■ SOURCE MATERIAL ■

__________________________________________________

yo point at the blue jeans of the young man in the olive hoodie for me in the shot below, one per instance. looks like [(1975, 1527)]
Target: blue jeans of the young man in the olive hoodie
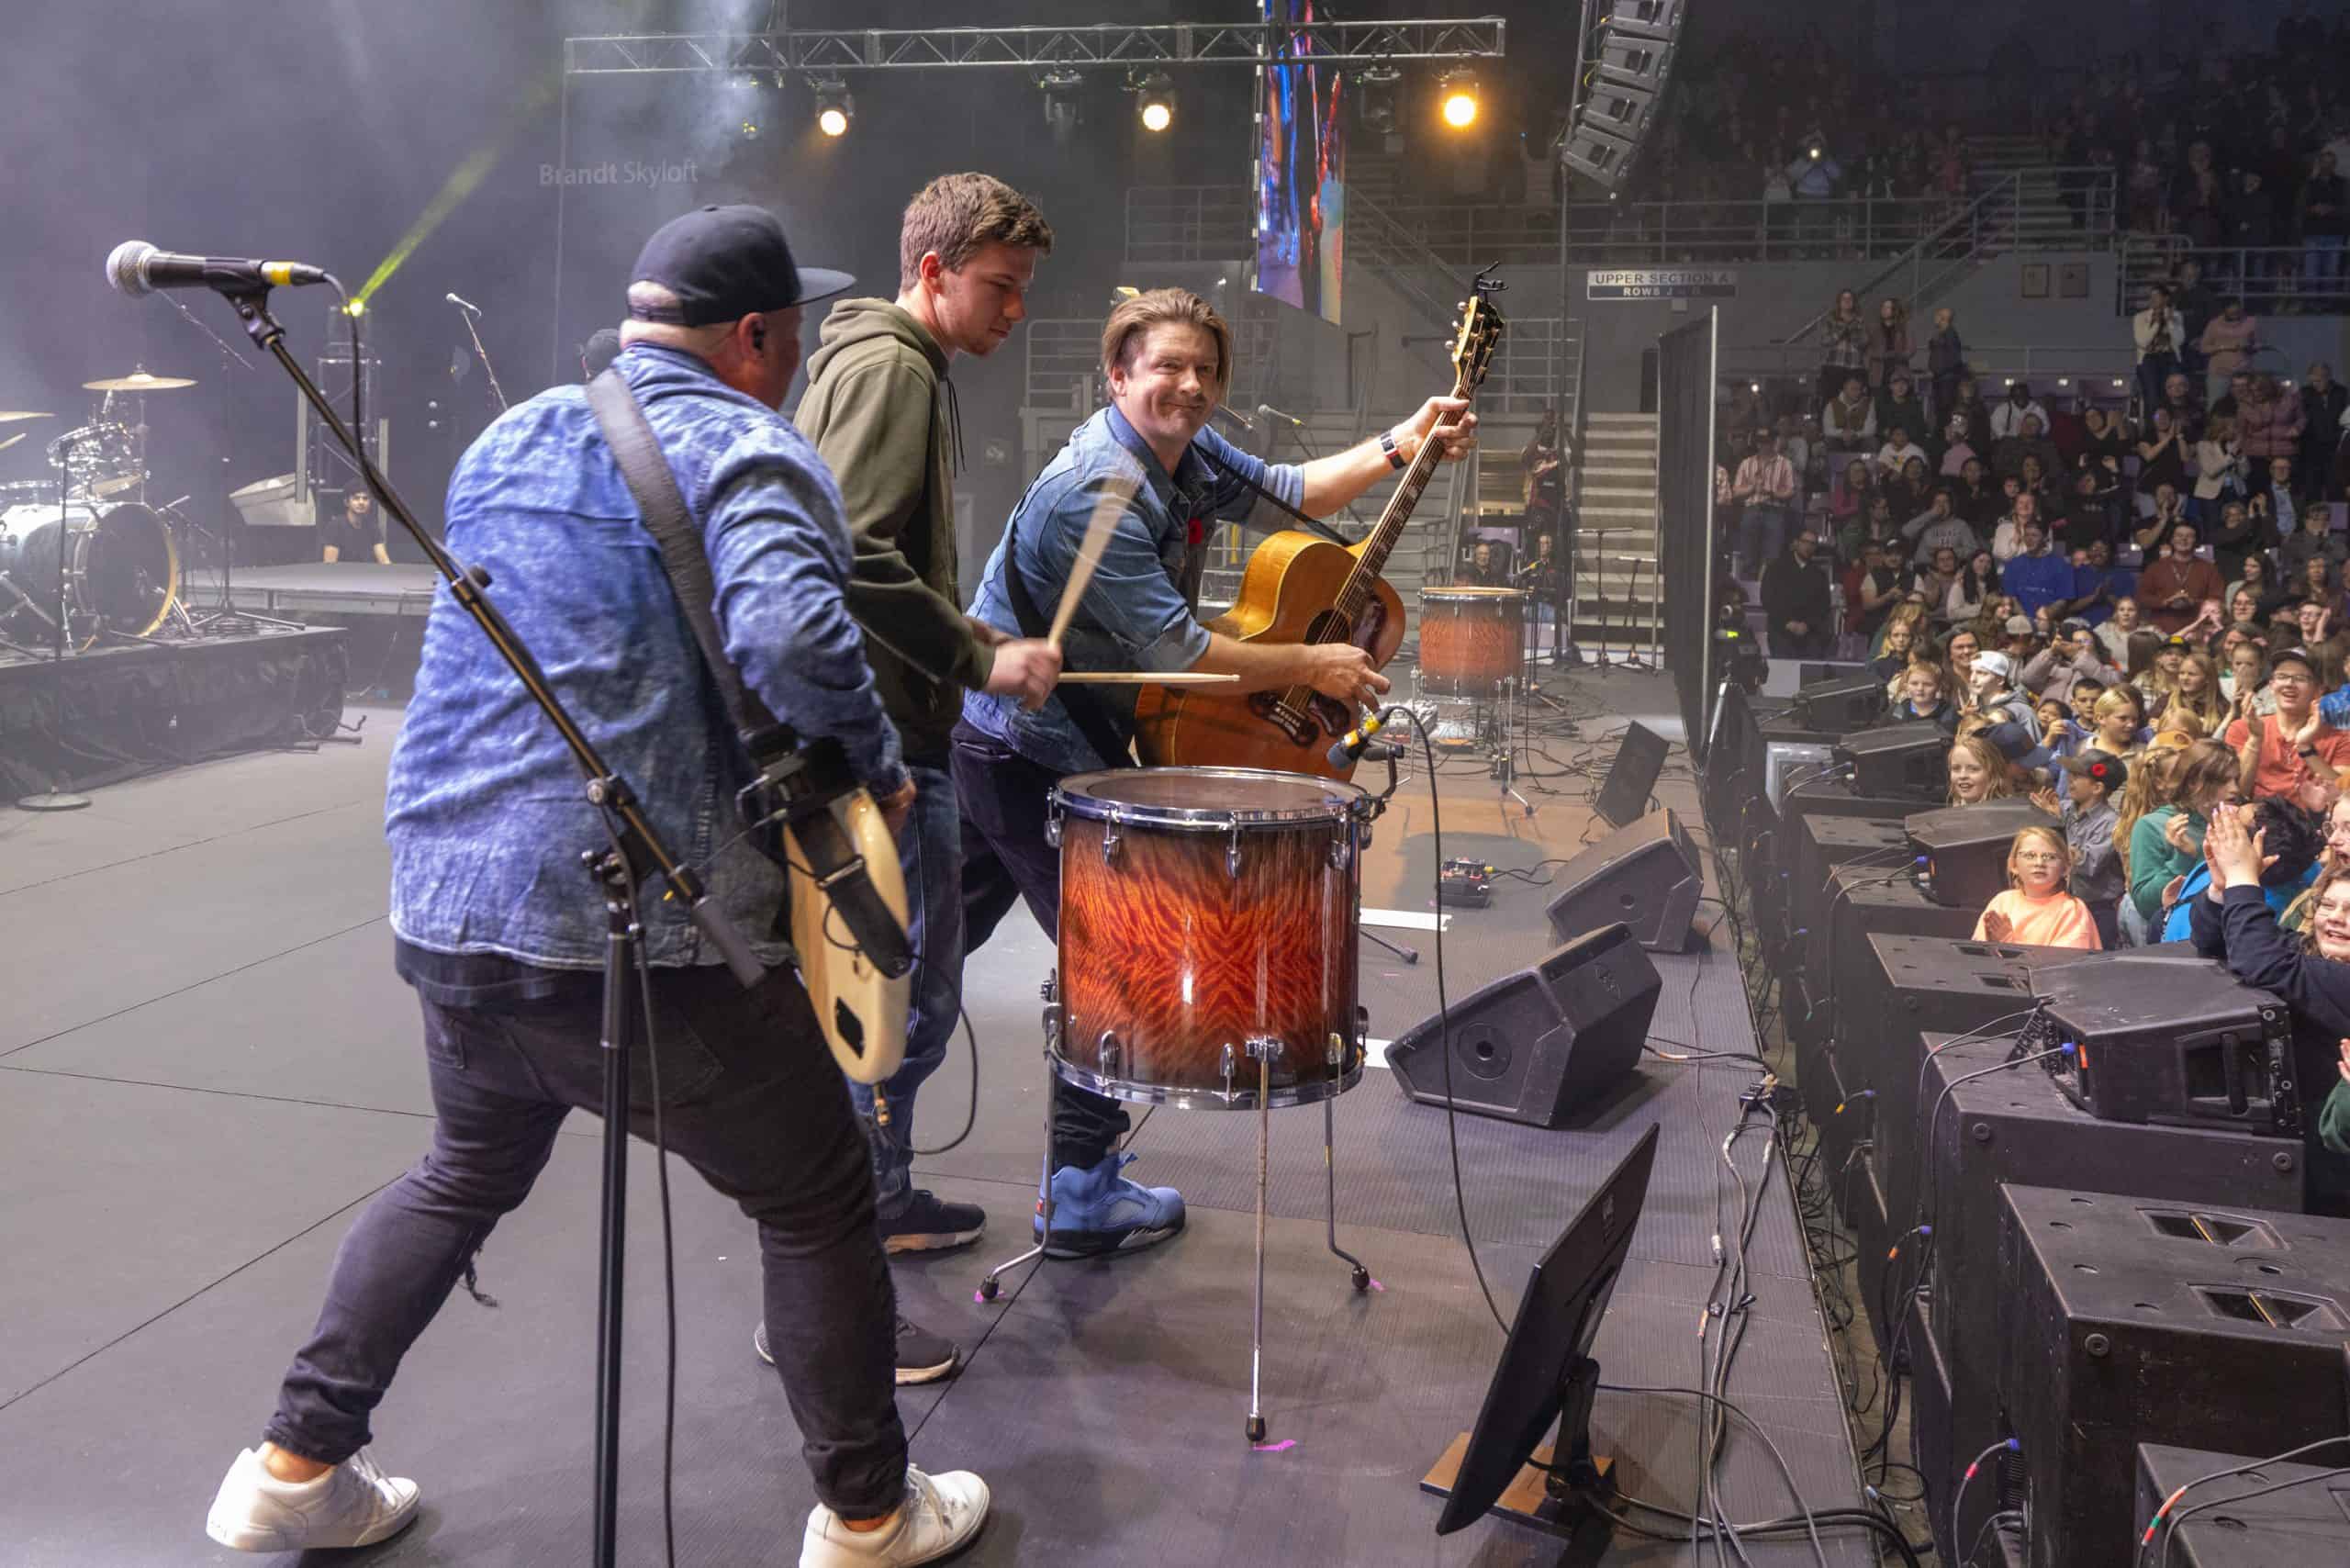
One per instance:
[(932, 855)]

__________________________________________________

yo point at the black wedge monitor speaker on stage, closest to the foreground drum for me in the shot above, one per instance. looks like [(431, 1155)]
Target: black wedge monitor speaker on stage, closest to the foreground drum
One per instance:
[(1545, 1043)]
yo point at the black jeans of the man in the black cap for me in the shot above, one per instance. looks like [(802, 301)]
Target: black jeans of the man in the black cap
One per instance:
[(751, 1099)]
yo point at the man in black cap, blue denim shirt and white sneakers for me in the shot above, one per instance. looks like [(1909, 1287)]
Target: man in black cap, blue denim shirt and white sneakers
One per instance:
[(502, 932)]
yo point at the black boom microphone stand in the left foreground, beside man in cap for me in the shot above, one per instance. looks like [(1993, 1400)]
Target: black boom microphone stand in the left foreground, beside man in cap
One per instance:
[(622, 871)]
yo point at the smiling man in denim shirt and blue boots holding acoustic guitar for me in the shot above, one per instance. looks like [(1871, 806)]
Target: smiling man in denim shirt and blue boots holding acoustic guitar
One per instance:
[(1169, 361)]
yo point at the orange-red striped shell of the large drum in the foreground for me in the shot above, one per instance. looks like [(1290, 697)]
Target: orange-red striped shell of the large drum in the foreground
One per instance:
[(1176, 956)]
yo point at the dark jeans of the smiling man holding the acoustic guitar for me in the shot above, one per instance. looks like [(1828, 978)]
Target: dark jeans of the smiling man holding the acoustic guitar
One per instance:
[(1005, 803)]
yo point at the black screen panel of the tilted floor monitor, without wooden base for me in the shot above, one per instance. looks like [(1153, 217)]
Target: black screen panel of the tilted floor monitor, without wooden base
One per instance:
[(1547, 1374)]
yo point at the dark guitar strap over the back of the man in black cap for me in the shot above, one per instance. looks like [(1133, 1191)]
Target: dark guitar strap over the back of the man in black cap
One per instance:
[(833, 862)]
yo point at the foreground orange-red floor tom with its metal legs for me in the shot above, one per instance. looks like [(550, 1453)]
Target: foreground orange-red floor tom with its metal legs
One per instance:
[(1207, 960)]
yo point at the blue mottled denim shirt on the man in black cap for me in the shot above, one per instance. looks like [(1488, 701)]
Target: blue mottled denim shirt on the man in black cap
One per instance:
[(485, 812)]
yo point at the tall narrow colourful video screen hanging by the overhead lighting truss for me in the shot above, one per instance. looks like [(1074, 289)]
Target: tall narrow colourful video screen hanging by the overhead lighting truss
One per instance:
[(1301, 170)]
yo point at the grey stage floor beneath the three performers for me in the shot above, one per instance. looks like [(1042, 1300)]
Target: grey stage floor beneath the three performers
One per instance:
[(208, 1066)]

__________________________________________________

■ EXERCISE OBJECTIVE ■
Select and copy every line of the material that holds the string "olive".

■ SOLUTION ■
yo point at the blue jeans of the young man in the olive hoodie for me in the shot below, one per instance. looks like [(1975, 1527)]
Target: blue jeans of the young man in the olive hoodie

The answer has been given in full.